- [Texto de partida]:

···

Ya un respetado Comandante, avezado guerrillero, amigo de largo abrazo, Fidel fue el primer Jefe de Estado que visitó el lejano país en pleno conflicto bélico y llegó a Quang Tri, zona liberada del Sur, traspasando a puro coraje el Paralelo 17 para encontrarse con los patriotas del Ejército de Liberación Nacional y palpar las heridas de aquella guerra.
La suya fue una travesía de símbolos. Justo detrás del Palacio Presidencial en el que el amado presidente vietnamita declinó vivir, Fidel conoció la modesta cabaña de Ho Chi Minh —el guía que nació cinco años antes de que cayera nuestro Martí, un 19 de mayo— y recibió el sello de combatiente de Dien Bien Phu de las mismas manos que en 1954 condujeron esa batalla crucial contra el imperio francés: el legendario general Vo Nguyen Giap. No asombra entonces que los nexos diplomáticos bilaterales, abiertos en 1960, comenzaran en una fecha que en Cuba significa lucha: 2 de diciembre.

···

- [Datos proporcionados]:

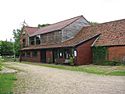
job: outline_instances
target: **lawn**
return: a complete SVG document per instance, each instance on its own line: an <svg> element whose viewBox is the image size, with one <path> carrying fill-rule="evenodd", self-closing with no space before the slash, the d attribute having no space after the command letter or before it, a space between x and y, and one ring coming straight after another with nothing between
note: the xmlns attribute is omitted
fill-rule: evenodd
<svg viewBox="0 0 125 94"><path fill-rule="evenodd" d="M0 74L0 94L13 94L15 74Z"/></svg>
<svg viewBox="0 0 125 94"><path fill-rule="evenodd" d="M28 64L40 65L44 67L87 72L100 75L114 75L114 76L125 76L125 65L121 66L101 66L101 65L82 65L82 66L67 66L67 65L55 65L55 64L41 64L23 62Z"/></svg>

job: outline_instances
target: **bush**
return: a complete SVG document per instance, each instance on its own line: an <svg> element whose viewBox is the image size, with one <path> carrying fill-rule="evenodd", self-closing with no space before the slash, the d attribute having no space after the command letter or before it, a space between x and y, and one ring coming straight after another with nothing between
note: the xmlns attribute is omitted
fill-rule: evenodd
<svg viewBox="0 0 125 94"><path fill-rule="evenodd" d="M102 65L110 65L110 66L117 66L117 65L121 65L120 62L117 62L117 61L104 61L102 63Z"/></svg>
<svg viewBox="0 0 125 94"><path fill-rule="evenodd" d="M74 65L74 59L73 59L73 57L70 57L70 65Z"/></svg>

···

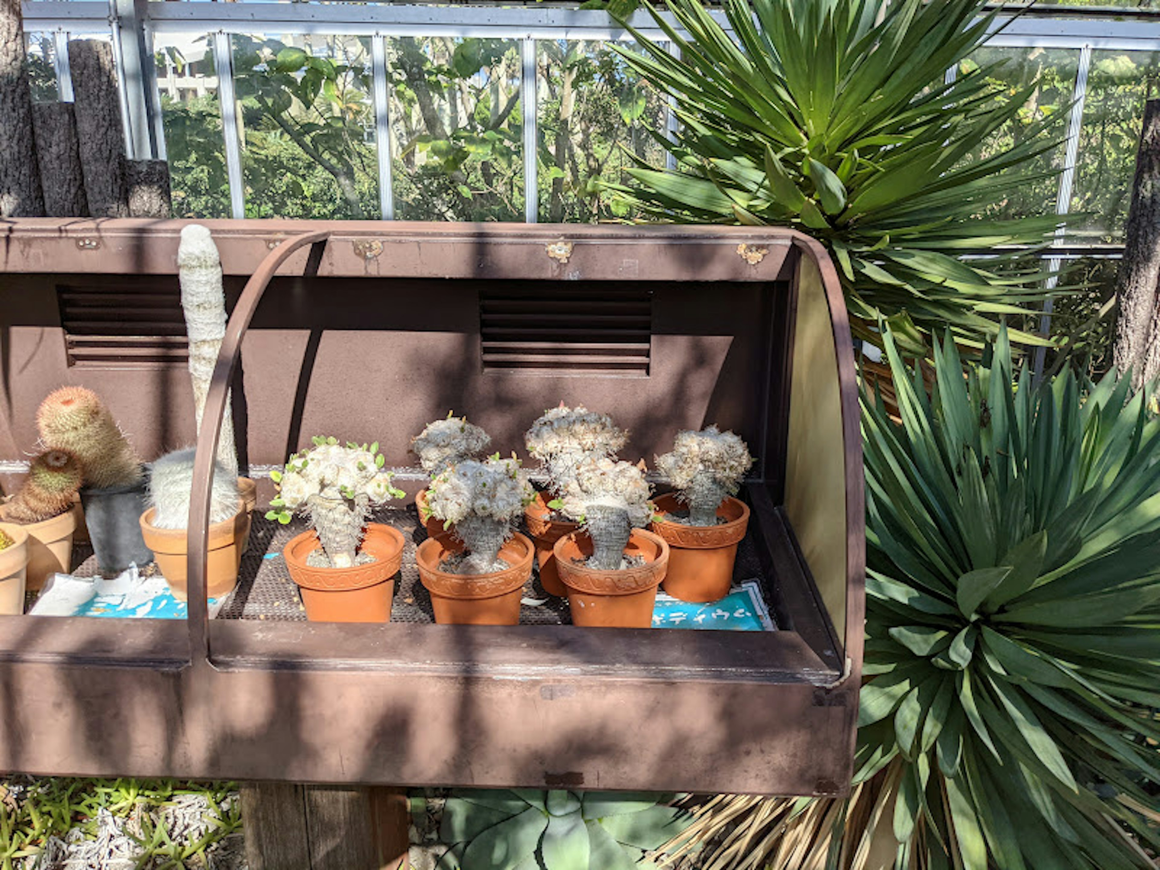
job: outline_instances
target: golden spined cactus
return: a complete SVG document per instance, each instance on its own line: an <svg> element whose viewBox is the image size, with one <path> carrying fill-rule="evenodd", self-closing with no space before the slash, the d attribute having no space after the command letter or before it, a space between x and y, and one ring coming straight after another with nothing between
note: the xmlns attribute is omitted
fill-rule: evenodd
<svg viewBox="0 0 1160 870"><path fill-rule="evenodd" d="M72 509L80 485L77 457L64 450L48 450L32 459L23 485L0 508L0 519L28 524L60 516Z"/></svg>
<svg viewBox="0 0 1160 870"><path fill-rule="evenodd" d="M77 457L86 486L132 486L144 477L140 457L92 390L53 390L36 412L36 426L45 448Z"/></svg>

···

- [Consigna 1]:
Transcribe sin cambios el fragmento del texto sobre la visita de Fidel a Vietnam que comienza en "La suya fue" y termina en "2 de diciembre.".
- [Consigna 2]:
Según el texto sobre la visita de Fidel a Vietnam, ¿quién le entregó a Fidel el sello de combatiente de Dien Bien Phu?

- [Respuesta 1]:
La suya fue una travesía de símbolos. Justo detrás del Palacio Presidencial en el que el amado presidente vietnamita declinó vivir, Fidel conoció la modesta cabaña de Ho Chi Minh —el guía que nació cinco años antes de que cayera nuestro Martí, un 19 de mayo— y recibió el sello de combatiente de Dien Bien Phu de las mismas manos que en 1954 condujeron esa batalla crucial contra el imperio francés: el legendario general Vo Nguyen Giap. No asombra entonces que los nexos diplomáticos bilaterales, abiertos en 1960, comenzaran en una fecha que en Cuba significa lucha: 2 de diciembre.

- [Respuesta 2]:
El legendario general Vo Nguyen Giap.